STATED EXERCISE => Reproduce the DLP and classification scanner integration text below word for word, in full.

DLP and Classification Scanner Integration
This article shows where a host-owned DLP, classification, or governance-screening scanner fits into an AsiBackbone flow.
Issue: #286.
In this software project, ASI means Accountable Systems Infrastructure. AsiBackbone supplies provider-neutral governance policy primitives after a host reports a DLP/classification outcome. It is not a DLP scanner, content-safety service, Microsoft Purview adapter, regex engine, classifier, compliance product, or external screening provider by itself.

MATERIAL SHOWN =>

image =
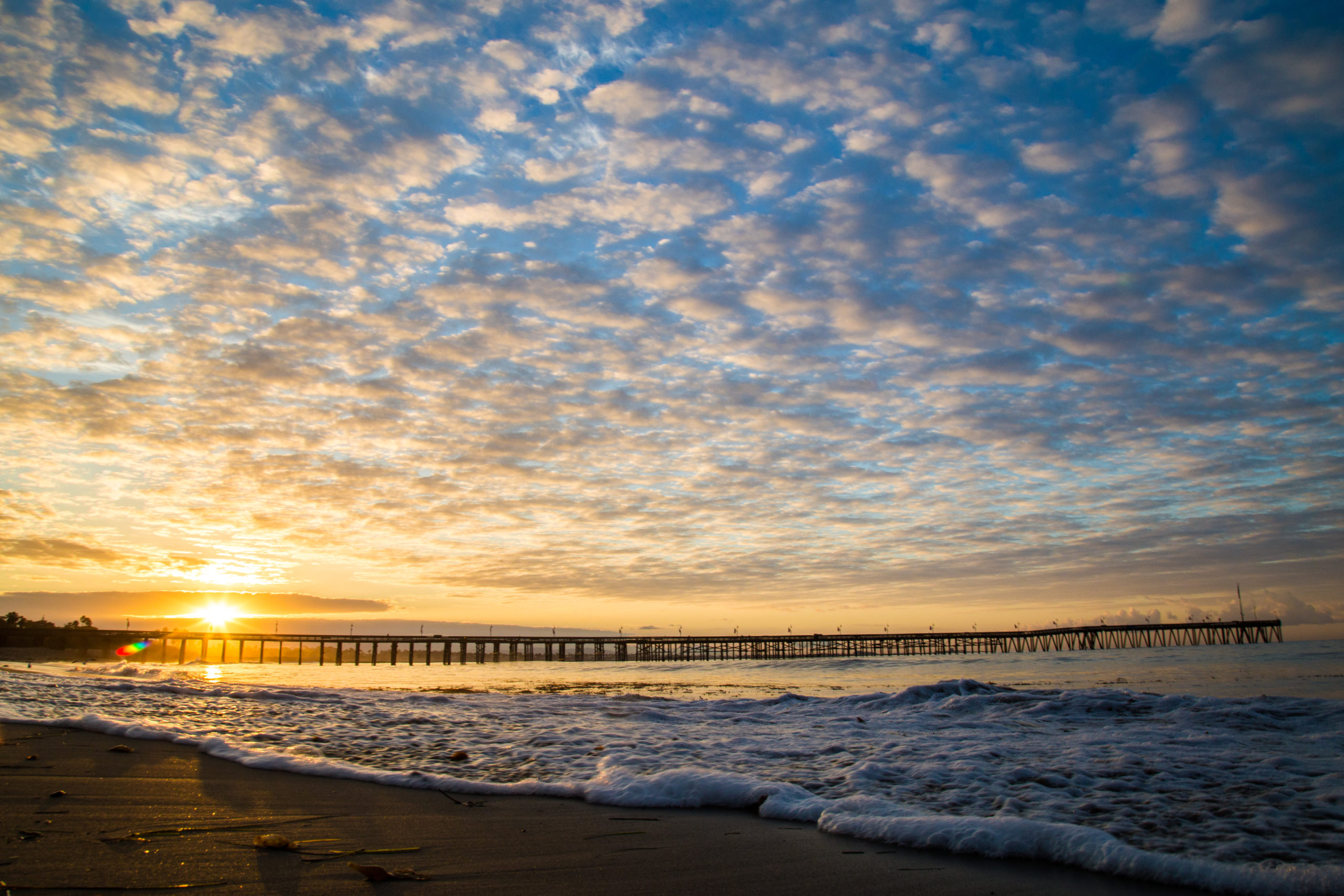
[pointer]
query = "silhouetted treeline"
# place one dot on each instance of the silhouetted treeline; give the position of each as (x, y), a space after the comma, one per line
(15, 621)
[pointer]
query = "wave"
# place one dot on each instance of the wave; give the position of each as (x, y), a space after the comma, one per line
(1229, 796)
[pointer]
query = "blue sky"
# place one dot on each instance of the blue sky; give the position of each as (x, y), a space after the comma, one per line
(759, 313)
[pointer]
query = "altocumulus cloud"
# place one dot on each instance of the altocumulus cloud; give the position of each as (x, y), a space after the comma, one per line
==
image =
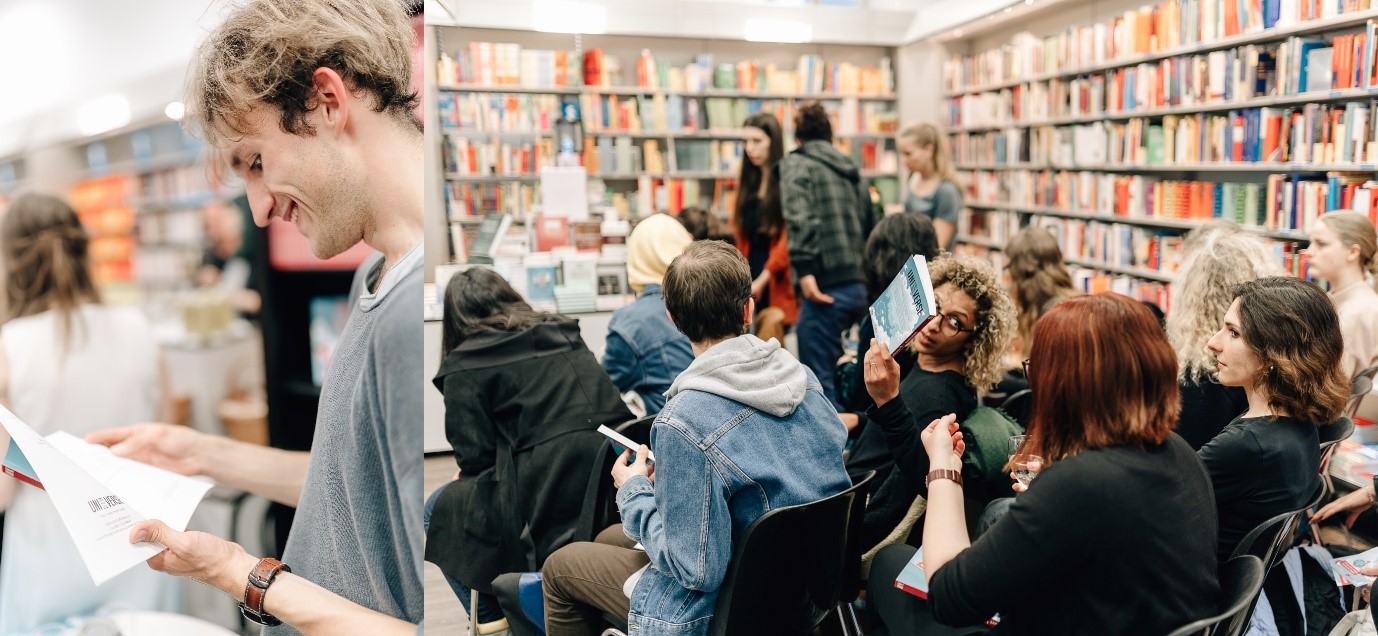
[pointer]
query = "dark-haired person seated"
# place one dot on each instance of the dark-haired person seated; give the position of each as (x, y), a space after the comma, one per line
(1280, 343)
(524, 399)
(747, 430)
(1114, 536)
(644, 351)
...
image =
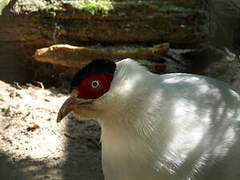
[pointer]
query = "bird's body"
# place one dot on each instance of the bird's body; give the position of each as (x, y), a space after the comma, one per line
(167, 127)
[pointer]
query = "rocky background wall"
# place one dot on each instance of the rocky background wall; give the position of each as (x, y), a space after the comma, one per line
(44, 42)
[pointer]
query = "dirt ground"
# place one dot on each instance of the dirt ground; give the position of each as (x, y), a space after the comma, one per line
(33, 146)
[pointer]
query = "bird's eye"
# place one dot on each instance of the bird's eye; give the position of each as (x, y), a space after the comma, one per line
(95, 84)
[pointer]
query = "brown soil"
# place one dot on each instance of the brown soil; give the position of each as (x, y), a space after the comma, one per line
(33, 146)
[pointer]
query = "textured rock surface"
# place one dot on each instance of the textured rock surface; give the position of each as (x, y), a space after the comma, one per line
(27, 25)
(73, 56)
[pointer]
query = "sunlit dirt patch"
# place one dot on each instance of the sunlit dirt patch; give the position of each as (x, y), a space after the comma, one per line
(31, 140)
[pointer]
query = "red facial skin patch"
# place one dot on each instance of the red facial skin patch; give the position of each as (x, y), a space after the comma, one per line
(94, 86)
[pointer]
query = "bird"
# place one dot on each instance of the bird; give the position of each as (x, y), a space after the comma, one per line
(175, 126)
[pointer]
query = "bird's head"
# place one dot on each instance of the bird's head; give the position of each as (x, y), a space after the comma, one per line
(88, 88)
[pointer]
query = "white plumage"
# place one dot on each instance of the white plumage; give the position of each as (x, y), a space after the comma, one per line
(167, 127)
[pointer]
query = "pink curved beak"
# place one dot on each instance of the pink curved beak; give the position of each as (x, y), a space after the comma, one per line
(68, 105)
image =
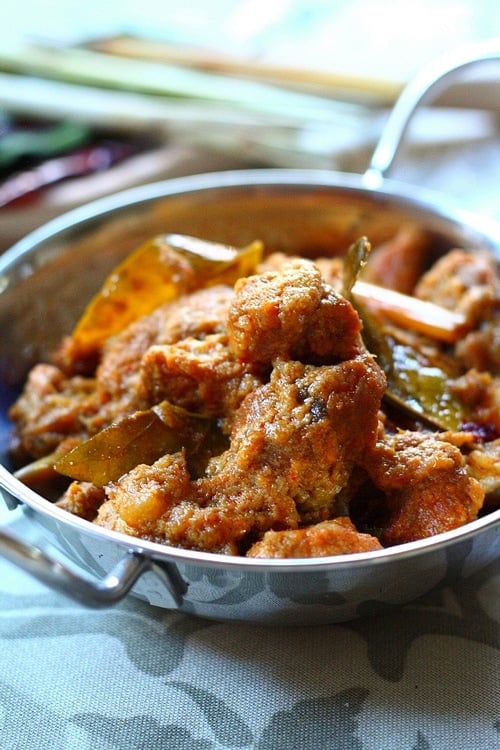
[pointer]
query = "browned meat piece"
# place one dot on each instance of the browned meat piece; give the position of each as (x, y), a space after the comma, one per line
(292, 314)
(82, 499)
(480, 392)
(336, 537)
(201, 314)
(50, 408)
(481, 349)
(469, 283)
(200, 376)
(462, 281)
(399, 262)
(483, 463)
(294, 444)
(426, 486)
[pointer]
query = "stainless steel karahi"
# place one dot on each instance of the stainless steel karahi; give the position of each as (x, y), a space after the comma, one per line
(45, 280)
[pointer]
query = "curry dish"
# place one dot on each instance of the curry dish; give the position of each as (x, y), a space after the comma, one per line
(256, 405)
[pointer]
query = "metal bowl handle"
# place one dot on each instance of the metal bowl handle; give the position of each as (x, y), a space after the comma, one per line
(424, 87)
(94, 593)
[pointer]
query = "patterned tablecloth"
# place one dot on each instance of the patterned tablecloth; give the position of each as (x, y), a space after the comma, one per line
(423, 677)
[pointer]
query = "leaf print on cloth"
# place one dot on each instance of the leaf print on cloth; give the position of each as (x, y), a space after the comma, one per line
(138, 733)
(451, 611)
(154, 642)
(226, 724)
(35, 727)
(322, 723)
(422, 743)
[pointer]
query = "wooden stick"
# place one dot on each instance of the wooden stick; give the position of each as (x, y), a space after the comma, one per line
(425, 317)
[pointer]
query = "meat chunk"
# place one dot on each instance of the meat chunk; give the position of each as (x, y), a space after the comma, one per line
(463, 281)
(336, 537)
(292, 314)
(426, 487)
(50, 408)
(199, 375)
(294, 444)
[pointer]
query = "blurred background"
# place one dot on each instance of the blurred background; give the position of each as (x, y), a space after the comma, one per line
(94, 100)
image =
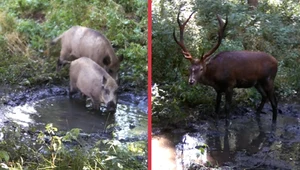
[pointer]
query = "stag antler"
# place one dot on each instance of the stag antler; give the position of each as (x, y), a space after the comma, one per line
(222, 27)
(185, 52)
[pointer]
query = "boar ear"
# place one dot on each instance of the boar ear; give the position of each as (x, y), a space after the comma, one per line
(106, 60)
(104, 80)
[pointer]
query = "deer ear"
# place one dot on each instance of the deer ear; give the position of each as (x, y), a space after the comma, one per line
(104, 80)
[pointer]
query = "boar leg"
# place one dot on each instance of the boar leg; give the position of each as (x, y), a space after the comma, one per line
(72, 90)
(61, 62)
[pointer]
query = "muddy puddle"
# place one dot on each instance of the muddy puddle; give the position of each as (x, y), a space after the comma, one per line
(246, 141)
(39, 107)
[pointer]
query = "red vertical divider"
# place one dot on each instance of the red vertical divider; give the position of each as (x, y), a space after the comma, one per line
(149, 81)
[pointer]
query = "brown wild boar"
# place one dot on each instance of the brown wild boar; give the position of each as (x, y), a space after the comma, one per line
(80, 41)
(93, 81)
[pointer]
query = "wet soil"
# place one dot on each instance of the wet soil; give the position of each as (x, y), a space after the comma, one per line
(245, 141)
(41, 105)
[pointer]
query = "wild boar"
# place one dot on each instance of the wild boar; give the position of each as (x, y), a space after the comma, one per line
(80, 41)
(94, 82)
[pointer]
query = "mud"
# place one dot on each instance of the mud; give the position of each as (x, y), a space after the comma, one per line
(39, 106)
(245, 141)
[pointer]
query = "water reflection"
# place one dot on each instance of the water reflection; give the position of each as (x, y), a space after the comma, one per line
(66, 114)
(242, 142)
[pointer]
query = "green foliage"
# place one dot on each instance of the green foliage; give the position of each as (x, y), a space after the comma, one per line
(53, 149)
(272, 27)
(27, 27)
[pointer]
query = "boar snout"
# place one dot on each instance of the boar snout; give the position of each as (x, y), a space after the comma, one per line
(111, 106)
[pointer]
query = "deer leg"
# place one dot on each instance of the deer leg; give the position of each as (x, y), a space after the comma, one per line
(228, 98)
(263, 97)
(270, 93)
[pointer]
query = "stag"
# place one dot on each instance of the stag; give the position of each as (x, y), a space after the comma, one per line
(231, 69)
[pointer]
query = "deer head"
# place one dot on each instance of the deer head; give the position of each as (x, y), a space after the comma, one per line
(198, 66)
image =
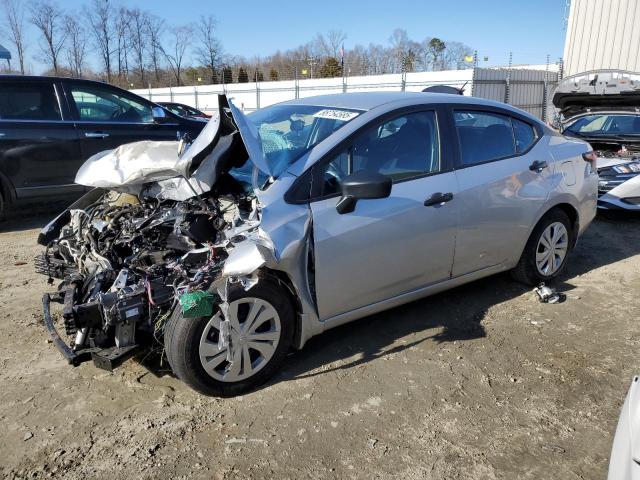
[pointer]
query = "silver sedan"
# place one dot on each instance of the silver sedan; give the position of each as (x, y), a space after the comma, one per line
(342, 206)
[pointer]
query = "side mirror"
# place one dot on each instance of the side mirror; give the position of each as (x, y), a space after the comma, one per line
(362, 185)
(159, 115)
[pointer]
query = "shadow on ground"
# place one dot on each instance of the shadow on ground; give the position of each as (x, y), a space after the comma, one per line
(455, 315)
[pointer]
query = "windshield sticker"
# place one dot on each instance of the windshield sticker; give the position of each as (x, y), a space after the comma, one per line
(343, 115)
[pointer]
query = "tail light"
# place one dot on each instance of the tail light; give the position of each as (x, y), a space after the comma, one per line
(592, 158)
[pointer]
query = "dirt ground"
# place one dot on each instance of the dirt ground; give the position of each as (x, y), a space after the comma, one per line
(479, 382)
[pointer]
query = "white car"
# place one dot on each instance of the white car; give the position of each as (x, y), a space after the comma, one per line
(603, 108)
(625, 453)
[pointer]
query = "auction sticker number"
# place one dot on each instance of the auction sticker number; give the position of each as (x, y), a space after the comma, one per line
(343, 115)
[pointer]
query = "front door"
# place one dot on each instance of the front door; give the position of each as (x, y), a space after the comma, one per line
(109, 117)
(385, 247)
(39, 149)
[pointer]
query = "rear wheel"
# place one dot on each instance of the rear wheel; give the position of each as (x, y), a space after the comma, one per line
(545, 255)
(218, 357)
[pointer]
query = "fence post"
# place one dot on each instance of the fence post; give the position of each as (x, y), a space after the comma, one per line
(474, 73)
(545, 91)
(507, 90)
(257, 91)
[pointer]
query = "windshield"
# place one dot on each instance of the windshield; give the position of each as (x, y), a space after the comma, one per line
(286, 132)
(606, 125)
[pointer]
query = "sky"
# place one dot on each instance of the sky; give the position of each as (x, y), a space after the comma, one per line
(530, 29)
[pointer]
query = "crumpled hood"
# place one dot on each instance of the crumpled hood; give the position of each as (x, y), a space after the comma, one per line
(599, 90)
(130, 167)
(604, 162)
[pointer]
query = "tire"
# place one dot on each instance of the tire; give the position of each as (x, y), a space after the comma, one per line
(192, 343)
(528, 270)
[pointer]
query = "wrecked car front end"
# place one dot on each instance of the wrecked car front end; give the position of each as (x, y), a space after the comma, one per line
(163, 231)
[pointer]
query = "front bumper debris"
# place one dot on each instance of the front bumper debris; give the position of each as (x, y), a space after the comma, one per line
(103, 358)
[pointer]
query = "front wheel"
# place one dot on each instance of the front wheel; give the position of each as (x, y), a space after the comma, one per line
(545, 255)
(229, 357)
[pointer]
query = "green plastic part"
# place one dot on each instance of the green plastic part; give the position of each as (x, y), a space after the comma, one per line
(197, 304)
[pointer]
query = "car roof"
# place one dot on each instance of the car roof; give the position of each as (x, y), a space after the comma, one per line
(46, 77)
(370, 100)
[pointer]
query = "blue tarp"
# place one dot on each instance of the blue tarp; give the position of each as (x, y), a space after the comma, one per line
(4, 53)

RESULT BELOW =>
DLP and Classification Scanner Integration
This article shows where a host-owned DLP, classification, or governance-screening scanner fits into an AsiBackbone flow.
Issue: #286.
In this software project, ASI means Accountable Systems Infrastructure. AsiBackbone supplies provider-neutral governance policy primitives after a host reports a DLP/classification outcome. It is not a DLP scanner, content-safety service, Microsoft Purview adapter, regex engine, classifier, compliance product, or external screening provider by itself.